» **Work to complete**
Repeat exactly, and only, the lines from the line containing "You are given a photograph. Could you point to the woman" through the last line of the records below, including both.

» **Records to process**
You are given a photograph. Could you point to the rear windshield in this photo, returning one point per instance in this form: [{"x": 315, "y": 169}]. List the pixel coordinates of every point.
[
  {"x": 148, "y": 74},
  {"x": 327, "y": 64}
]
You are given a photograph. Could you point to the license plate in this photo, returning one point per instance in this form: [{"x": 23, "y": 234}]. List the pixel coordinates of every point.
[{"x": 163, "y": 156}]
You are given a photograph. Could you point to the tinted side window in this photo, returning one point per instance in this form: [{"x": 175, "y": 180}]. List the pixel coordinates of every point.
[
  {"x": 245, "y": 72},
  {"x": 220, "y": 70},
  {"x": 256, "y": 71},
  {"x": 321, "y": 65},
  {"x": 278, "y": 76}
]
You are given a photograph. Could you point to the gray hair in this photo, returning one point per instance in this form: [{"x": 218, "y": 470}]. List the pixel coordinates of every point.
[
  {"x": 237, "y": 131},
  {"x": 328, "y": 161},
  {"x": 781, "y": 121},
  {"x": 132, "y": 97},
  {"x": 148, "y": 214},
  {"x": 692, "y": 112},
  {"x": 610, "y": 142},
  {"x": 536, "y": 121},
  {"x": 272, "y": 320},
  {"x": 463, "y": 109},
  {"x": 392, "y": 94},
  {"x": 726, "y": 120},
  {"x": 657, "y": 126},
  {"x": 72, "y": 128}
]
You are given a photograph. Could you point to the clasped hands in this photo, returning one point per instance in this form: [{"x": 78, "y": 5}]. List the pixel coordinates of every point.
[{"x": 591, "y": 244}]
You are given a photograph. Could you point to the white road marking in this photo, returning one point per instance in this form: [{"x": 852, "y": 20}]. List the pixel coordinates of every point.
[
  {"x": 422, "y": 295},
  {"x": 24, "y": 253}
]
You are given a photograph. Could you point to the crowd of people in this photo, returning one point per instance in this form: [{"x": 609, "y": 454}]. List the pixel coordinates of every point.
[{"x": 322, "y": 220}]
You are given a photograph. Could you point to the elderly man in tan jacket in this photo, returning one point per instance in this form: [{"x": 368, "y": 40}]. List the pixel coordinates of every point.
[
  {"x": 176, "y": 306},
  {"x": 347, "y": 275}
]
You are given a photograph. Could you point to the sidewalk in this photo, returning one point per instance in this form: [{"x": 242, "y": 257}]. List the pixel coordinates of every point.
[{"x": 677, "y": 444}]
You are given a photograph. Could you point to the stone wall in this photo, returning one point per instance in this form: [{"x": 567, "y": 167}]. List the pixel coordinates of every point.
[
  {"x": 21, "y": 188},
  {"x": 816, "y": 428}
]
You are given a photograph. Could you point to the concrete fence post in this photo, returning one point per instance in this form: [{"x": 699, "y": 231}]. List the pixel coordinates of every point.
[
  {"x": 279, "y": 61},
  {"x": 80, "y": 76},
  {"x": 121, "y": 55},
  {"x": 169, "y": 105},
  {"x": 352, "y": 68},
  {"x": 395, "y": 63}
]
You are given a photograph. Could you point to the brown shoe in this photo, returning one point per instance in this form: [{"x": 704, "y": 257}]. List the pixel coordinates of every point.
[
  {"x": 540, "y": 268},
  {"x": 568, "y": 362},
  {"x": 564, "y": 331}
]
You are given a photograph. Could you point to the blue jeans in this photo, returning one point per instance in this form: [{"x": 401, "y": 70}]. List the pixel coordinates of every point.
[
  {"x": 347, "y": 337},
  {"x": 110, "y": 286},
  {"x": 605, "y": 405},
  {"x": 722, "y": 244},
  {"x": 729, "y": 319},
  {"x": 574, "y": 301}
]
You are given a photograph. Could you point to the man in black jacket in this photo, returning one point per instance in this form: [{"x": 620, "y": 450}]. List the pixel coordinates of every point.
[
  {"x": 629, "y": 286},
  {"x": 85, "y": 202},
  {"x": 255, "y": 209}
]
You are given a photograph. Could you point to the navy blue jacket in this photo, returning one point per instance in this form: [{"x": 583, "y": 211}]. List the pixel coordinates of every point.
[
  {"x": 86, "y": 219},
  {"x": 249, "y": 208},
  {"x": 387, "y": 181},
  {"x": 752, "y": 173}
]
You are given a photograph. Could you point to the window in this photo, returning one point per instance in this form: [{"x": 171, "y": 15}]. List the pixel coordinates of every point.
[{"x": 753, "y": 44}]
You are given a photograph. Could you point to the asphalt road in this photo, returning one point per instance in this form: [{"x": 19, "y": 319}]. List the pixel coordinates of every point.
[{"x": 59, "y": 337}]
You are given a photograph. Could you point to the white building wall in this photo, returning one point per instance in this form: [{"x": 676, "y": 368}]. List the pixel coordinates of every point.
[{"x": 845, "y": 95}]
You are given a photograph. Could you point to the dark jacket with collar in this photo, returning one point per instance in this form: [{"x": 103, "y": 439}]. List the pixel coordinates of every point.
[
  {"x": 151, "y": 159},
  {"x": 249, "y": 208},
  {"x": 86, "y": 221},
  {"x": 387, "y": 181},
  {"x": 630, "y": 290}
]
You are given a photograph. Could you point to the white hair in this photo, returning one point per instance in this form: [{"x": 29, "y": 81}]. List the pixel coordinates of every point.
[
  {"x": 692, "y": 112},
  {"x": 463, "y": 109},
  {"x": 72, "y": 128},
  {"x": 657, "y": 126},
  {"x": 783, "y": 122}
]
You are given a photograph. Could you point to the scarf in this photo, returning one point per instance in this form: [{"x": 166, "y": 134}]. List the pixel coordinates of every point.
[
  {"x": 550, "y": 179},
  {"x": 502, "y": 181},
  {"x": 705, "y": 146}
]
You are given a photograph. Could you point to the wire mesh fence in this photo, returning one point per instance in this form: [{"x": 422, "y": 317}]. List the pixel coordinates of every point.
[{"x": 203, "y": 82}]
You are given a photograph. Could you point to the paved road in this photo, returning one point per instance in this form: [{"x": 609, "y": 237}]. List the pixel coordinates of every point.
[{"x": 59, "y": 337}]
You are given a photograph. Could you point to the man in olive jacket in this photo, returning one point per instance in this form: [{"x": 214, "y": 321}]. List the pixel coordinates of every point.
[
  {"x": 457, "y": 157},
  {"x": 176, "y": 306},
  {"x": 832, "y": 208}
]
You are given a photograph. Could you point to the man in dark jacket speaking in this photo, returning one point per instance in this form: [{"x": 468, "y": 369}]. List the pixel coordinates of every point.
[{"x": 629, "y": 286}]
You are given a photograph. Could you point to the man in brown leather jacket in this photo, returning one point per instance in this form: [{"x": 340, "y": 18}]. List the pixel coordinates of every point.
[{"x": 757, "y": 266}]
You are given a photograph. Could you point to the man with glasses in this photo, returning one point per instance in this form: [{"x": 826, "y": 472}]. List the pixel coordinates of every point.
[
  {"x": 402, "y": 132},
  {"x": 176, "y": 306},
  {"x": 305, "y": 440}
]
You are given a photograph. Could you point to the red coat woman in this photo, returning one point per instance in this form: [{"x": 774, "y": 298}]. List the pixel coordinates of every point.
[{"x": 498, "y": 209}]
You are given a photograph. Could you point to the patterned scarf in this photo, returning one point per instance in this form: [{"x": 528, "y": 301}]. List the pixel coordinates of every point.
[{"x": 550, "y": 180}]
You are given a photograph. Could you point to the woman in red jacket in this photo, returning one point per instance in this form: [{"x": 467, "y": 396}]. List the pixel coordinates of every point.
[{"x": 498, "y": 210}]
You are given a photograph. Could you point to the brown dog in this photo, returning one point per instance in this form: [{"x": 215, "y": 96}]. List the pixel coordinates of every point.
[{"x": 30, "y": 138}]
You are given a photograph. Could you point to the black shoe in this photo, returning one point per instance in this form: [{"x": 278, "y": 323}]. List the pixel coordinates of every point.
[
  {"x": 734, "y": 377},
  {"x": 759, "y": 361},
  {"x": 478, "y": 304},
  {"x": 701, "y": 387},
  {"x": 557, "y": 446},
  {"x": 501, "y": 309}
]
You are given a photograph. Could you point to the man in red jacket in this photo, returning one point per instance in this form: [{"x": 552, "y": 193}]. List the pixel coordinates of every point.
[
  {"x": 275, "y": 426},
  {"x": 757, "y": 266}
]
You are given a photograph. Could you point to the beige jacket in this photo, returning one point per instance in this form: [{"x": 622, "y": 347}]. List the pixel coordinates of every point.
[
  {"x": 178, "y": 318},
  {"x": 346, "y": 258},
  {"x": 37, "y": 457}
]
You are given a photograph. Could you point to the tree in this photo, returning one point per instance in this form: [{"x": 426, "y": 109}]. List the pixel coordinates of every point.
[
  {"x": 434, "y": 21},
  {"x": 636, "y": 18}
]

» **Exercise response**
You are given a photograph. Could you point to the woman in red jacket in this photo, returning one point per instance in this form: [{"x": 467, "y": 396}]. List the pixel coordinates of every point.
[{"x": 498, "y": 210}]
You are given a photograph. Could you point to the brown dog in this photo, returning one point per instance in this form: [{"x": 215, "y": 96}]. List the pixel coordinates of every point.
[{"x": 30, "y": 138}]
You are given a photograph. Could you point to the black shoe in this photo, returning one point per instance in this form: [{"x": 278, "y": 323}]. List the pixel coordinates of every point.
[
  {"x": 734, "y": 377},
  {"x": 759, "y": 361},
  {"x": 478, "y": 304},
  {"x": 701, "y": 387},
  {"x": 557, "y": 446},
  {"x": 501, "y": 309}
]
You are given a photograph. Could you point to the man in red jacket in this photo, returning one point per instance in this form: [{"x": 552, "y": 193}]. List the pixel coordinates of every point.
[
  {"x": 275, "y": 426},
  {"x": 757, "y": 266}
]
You are given a photograph. Could you point to the beige jacket in this photo, returning one point per instance in this form: [{"x": 622, "y": 347}]. List the pixel coordinates of every point.
[
  {"x": 178, "y": 318},
  {"x": 346, "y": 258},
  {"x": 37, "y": 457}
]
You are given a photograph. Could you point to the tree in this photo, returning one point per instance in this form: [{"x": 426, "y": 109}]. List the pixel coordinates of every point.
[
  {"x": 434, "y": 21},
  {"x": 636, "y": 18}
]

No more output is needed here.